# PROBLEM TO SOLVE
Repeat the data. Keep each line identical.

# INFORMATION PROVIDED
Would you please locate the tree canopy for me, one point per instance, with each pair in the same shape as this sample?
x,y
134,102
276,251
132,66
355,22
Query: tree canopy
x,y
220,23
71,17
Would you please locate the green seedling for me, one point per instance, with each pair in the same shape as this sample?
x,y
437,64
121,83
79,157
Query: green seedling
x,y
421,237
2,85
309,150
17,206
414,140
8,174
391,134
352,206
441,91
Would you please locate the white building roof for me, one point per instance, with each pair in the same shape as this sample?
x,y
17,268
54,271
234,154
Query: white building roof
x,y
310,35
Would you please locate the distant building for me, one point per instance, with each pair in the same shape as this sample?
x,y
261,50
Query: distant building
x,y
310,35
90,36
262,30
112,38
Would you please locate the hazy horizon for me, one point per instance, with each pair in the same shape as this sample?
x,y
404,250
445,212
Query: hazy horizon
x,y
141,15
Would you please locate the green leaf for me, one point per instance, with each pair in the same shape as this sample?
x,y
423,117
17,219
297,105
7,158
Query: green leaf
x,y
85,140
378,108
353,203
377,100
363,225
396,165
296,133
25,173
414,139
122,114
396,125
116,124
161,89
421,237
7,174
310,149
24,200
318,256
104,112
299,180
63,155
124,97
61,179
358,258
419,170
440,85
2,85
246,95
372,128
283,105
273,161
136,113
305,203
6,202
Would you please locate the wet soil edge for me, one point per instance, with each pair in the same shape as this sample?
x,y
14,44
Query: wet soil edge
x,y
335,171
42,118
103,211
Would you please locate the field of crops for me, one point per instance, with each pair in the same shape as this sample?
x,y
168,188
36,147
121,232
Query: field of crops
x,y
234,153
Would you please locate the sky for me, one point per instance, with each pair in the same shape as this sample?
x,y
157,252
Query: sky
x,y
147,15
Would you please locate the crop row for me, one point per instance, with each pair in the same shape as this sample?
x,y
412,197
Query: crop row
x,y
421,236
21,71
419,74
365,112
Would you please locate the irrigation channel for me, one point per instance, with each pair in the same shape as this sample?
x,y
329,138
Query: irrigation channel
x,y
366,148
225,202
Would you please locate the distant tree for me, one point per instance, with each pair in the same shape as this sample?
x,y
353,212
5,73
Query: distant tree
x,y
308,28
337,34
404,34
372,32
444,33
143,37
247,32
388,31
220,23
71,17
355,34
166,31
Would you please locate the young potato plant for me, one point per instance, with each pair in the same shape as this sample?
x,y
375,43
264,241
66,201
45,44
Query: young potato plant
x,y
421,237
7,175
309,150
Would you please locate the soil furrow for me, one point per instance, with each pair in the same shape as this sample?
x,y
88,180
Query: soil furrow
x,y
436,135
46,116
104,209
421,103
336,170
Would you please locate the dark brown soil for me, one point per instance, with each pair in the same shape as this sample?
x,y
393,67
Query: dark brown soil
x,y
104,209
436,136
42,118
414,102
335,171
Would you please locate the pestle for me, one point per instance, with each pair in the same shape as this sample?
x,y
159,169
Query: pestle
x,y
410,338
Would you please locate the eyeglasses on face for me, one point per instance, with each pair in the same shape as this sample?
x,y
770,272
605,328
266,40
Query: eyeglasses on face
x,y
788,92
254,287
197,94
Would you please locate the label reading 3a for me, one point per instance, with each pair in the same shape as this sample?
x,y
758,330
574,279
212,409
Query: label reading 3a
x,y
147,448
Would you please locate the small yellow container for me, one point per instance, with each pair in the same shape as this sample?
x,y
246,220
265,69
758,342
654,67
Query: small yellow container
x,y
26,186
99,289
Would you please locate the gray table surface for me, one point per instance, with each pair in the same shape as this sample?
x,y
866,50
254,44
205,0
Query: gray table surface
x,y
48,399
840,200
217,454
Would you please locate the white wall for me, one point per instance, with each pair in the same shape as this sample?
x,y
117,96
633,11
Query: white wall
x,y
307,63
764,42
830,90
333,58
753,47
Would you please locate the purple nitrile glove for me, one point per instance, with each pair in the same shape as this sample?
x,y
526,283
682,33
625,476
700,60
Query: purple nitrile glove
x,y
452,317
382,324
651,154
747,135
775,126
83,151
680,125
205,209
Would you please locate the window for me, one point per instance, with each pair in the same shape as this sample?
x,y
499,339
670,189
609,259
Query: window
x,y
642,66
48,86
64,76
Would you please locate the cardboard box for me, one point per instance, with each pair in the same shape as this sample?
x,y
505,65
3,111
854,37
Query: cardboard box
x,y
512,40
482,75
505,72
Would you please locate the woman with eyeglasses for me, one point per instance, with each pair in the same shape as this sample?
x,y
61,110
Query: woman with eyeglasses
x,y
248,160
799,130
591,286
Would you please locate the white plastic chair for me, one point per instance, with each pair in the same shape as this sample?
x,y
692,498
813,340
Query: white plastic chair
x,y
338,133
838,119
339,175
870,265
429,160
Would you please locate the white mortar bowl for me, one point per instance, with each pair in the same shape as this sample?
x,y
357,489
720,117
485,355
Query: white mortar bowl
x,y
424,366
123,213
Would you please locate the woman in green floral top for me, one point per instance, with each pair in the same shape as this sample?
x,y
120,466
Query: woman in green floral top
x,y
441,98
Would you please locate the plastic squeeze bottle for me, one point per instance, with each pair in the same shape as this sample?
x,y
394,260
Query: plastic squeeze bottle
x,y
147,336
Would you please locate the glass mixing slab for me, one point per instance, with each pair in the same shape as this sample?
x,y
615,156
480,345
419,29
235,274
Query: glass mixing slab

# RESULT BELOW
Would you please locate the tree canopy for me, one point per instance, with each pair in the same shape as this sample?
x,y
134,102
276,251
132,66
355,22
Query: tree canopy
x,y
220,23
71,17
Would you please locate the green seedling for me, one point per instance, with each pair in the same shape as this sample?
x,y
437,64
121,83
79,157
Query: green seedling
x,y
421,237
2,85
309,150
17,206
414,140
8,174
391,134
352,206
441,91
Would you please locate the white building roof for me, one point per instance, with each pair in the same shape as this sample?
x,y
17,268
54,271
234,154
Query: white building roof
x,y
310,35
Would you please locate the distant building for me, one point per instance, with each pair in the same shape as this sample?
x,y
261,50
Query: distant building
x,y
310,35
90,36
262,30
112,38
Would you please locate the hazy horizon for me, one point per instance, with each pair in the same shape as this sample?
x,y
404,250
445,212
Query: hazy horizon
x,y
141,15
Would you please locate the green leaf for me, one point per instance, with each pair in the same shape as this sample?
x,y
423,117
17,219
297,105
7,158
Query: green leaf
x,y
85,140
378,108
353,203
377,100
363,225
396,165
296,133
25,173
414,139
122,114
396,125
116,124
161,89
421,237
7,174
310,149
24,200
318,256
104,112
299,180
63,155
124,97
61,179
358,258
419,170
440,85
2,85
246,95
372,128
283,105
273,161
136,113
305,203
6,202
Would you please locate the wet soil edge for me, one point per instance, with each pair in the same shape as this sample?
x,y
14,44
Query: wet soil edge
x,y
335,171
42,118
103,211
Would you please locate the field of crops for me, one point per instance, with each pair in the same shape as this sample?
x,y
168,188
36,147
121,232
Query: field of crops
x,y
234,153
Would you please locate the sky for me, one point per instance, with each pair in the same shape as this sample?
x,y
157,252
Query: sky
x,y
147,15
Would you please locate the crop row for me, one point per instance, with each pair in the same shape as this sample?
x,y
412,197
Query: crop row
x,y
421,236
21,71
419,74
365,112
Would you please locate the irrigation channel for me, one point per instance, with each pair in the same shape as this sample?
x,y
329,138
Query: irrigation channel
x,y
366,148
225,202
Would you please locate the distant tree for me, one point per instance, with each pair in the same shape as this sample?
x,y
353,212
5,73
Query: distant tree
x,y
308,28
337,34
404,34
372,32
444,33
143,37
247,32
388,31
220,23
71,17
355,34
166,31
Would you please locate the young potato plant for me, one point per instance, with each pair in the same shape as this sample?
x,y
375,43
264,241
66,201
45,44
Query: young potato plant
x,y
421,237
7,175
309,150
Would you please locate the soil furrow for me, one point per instance, with each pair in the same shape as this sample?
x,y
88,180
Query: soil furrow
x,y
436,135
46,116
104,209
421,103
336,170
Would you please locate the dark brown soil for me, one point per instance, with each pair in the same shape as this sample?
x,y
393,67
Query: dark brown soil
x,y
104,209
436,136
42,118
414,102
335,171
Would you please locate the pestle for me, one point per instance, with each pair in the same shape as this sample?
x,y
159,169
Query: pestle
x,y
410,338
Would you please locate the eyeglasses on face for me, one point per instance, with each pair in the same shape as this sample?
x,y
770,272
605,328
266,40
Query: eyeglasses on face
x,y
788,92
254,287
197,94
Would you please locate the label reading 3a for me, one point per instance, with each pair in the same shape as this sample?
x,y
758,330
574,279
212,409
Query: label reading 3a
x,y
147,448
Would you please locate the small yellow container for me, one point per instance, with each pair in the same shape as this sample?
x,y
246,220
265,69
758,342
654,67
Query: small yellow container
x,y
26,186
99,289
Would you please locate the gray table surface for me, one point per instance, with each pair in the same shape as this sample?
x,y
866,50
254,44
205,0
Query: gray table surface
x,y
48,399
840,200
217,454
Would you please locate the white wall for me, one point per instance, with each pair in the same shape as this sample?
x,y
117,96
633,11
Query: white wall
x,y
307,63
764,42
830,90
333,58
753,47
Would you please locate the purple nitrile glove for me, one point per instance, with each pair in the same shape as this sample?
x,y
526,283
682,33
625,476
700,60
Query: purple nitrile glove
x,y
452,317
382,324
651,154
747,135
775,126
83,151
680,125
205,209
Would you please locate the window for me, one point per instance, with each pair in the same shape as this sample?
x,y
499,339
670,189
609,259
Query: window
x,y
642,66
48,86
64,76
Would you please locate the cardboard box for me, one point per instance, with each pair in the same shape as this sample?
x,y
505,65
3,111
854,37
Query: cardboard box
x,y
512,40
482,75
505,72
Would you please locate the woman with eyeglasses for me, one point per instance, with each pair in the same shape as this sample?
x,y
61,110
Query: woman with eyeglasses
x,y
248,160
799,130
591,286
Would you please locate the white plastic chair for me, one point per instance, with each pair in the same shape as this sample?
x,y
692,498
813,340
Query: white plastic chair
x,y
338,133
838,119
339,175
870,265
429,160
Would you please locate the white mortar bowl for me, one point per instance, with each pair in the same shape as this sample?
x,y
357,489
720,117
485,355
Query: white mortar bowl
x,y
424,366
123,213
Would you please locate the woman in green floral top for me, one point per instance, with each pair in the same shape as this sample?
x,y
120,466
Query: woman in green floral top
x,y
441,98
Would you please locate the plastic squeeze bottle for me, one point per instance, with each pair in the same shape as this sample?
x,y
394,260
Query: plastic squeeze bottle
x,y
147,336
Would you please locate the glass mixing slab for me, one point per instance, with each pair in the same shape as this sample?
x,y
615,156
480,345
419,29
235,274
Query: glass mixing slab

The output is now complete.